▸ Your goal: Copy down all of the data underneath, exactly as shown.

▸ Exercise materials:

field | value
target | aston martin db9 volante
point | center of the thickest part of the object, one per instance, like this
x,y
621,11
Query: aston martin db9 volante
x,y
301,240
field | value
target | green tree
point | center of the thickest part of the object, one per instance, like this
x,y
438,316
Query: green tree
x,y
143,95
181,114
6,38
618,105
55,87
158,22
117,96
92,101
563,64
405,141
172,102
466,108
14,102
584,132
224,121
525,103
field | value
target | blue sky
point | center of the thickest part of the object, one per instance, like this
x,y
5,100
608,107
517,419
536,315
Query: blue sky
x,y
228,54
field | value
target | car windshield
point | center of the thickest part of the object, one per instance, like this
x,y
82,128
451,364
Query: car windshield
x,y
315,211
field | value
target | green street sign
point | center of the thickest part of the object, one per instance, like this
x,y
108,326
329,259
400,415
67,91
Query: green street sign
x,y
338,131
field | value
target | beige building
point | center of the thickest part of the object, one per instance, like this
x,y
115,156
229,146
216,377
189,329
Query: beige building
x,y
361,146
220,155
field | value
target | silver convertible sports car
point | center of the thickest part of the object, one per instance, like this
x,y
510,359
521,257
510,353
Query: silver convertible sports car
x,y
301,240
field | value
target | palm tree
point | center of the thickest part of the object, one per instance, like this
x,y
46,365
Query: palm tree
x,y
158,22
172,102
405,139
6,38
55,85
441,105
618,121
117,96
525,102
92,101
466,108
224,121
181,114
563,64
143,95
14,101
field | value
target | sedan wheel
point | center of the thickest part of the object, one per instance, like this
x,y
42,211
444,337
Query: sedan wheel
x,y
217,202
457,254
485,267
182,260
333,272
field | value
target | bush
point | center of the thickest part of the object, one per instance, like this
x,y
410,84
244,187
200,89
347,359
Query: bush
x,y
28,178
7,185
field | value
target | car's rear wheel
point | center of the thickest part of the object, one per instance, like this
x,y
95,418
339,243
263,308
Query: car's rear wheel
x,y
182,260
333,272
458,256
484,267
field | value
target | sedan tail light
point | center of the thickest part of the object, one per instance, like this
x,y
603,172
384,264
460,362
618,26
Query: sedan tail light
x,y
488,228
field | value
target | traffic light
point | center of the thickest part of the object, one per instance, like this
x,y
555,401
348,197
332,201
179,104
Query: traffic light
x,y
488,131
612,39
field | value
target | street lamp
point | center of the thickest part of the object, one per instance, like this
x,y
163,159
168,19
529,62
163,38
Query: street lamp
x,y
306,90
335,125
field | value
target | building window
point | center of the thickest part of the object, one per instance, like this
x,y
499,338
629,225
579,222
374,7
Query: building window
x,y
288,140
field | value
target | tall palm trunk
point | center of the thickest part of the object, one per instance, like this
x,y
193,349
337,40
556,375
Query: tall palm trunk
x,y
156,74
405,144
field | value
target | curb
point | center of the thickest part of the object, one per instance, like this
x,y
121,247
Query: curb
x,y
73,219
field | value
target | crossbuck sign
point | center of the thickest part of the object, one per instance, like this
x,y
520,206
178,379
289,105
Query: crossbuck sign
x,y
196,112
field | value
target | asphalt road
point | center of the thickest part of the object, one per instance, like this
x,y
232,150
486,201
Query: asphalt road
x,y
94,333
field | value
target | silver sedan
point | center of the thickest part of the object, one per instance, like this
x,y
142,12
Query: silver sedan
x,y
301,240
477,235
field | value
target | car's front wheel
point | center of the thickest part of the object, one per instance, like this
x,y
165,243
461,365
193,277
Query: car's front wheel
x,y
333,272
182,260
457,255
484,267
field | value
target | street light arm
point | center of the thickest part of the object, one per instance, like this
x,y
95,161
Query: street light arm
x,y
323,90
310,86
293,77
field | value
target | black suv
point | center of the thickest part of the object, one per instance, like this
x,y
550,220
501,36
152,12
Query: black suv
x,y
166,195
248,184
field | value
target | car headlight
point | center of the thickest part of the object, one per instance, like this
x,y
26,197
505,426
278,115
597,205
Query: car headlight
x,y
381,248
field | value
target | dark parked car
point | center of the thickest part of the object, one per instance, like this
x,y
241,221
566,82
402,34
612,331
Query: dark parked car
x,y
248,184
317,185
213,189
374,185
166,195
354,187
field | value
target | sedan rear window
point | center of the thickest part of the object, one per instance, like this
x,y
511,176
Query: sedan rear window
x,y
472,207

▸ Correct result:
field | value
target | aston martin db9 volante
point | center of the thickest part of the object, one per instance, like this
x,y
621,11
Query: aston martin db9 volante
x,y
301,240
field | value
target | green tree
point | center of the thickest part of the object, one per instance, like this
x,y
438,316
Query: green tree
x,y
143,95
181,114
6,38
618,105
55,87
158,22
117,96
92,101
563,64
405,141
172,102
466,108
14,102
584,132
224,121
525,103
field | value
target | blue sky
point | center of the thickest part of the object, one per instance, like this
x,y
5,100
608,107
517,419
536,315
Query: blue sky
x,y
228,54
field | value
target | car windshield
point | center of the thickest part of the object, one per instance, like this
x,y
82,128
451,364
Query: car windshield
x,y
315,211
field | value
target | green street sign
point | center of the thickest part of the object, one per instance, like this
x,y
108,326
329,259
400,415
67,91
Query: green street sign
x,y
338,131
field | value
target | beige building
point | center of the thickest part of the object, one per instance, like this
x,y
115,156
229,146
216,377
189,329
Query: beige building
x,y
361,146
220,155
field | value
target | silver convertible sports car
point | center of the thickest part of the object, one per instance, like this
x,y
510,359
521,257
510,353
Query: silver convertible sports car
x,y
301,240
field | value
target | palm tree
point | center of the thickest part of the object, one per instance, like this
x,y
46,365
Query: palm tree
x,y
158,22
172,102
405,139
6,38
55,85
441,105
618,121
117,96
525,102
92,101
466,108
224,121
181,114
563,64
143,95
14,101
field | value
target | sedan wheel
point | center of the thickest part of the object, one per instance, like this
x,y
42,211
444,337
Query: sedan wheel
x,y
217,202
457,254
485,267
182,260
333,272
field | value
target | bush
point | center of the thickest part of the object, one per instance, like this
x,y
410,84
244,187
200,89
347,359
Query: bush
x,y
28,178
7,185
field | value
target | car's rear wheel
point | center of the thickest part of the object, one per instance, like this
x,y
95,418
339,243
263,308
Query: car's rear wheel
x,y
182,260
333,272
458,256
484,267
field | value
target | sedan tail light
point | center of the thickest part of the object, one per instance, like this
x,y
603,172
384,264
460,362
618,26
Query: sedan tail light
x,y
488,228
field | value
target | traffic light
point | center of the thickest part of the object, one per instance, like this
x,y
555,401
348,197
332,201
179,104
Query: traffic light
x,y
488,131
612,39
field | value
target | street lamp
point | center of the thickest part of the object, one per instance, like this
x,y
163,159
168,19
529,62
163,38
Query: street lamp
x,y
306,90
335,125
field | value
target | building window
point | center of the thickest part of the object, one per instance, like this
x,y
499,338
629,225
579,222
374,7
Query: building window
x,y
288,140
field | value
target | tall palm trunk
point | center of the thickest part of the object, one per instance, like this
x,y
193,349
337,40
556,375
Query: tall palm trunk
x,y
156,74
405,144
field | value
target | curb
point | center of the thickest part of the object, one per instance, like this
x,y
121,247
Query: curb
x,y
73,219
field | value
target | crossbuck sign
point | center of the thickest part of the object, one per instance, like this
x,y
520,206
178,379
289,105
Query: crossbuck sign
x,y
196,112
field | value
target | asphalt road
point | center of the thickest part of the object, one per instance, like this
x,y
232,150
486,201
Query: asphalt road
x,y
94,333
field | value
target | silver sedan
point | center of the thickest part of the object, one per instance, like this
x,y
142,12
Query: silver sedan
x,y
301,240
477,235
field | value
target | car's front wheel
point | center of the thickest part of the object, one per instance, like this
x,y
165,243
461,365
193,277
Query: car's front wheel
x,y
333,272
182,260
457,255
484,267
field | value
target | street light arm
point | center of the thickest part of the object, one per instance, like this
x,y
95,161
Query: street light arm
x,y
323,90
310,86
293,77
field | value
target | black suv
point | center of the thickest part of the object, one per instance, like this
x,y
550,220
501,36
152,12
Query: black suv
x,y
166,195
248,184
field | value
target | car headlight
point | center of the thickest part of the object, one per instance, like this
x,y
26,197
505,426
278,115
597,205
Query: car headlight
x,y
381,248
field | value
target | dark parked car
point | center of the thickest part of the object, one per instance, like this
x,y
241,221
566,82
402,34
612,331
Query: dark parked car
x,y
248,184
317,185
213,189
374,185
166,195
354,187
field | value
target | sedan rear window
point | center of the thickest part of the object, one per instance, like this
x,y
511,176
Query: sedan rear window
x,y
472,207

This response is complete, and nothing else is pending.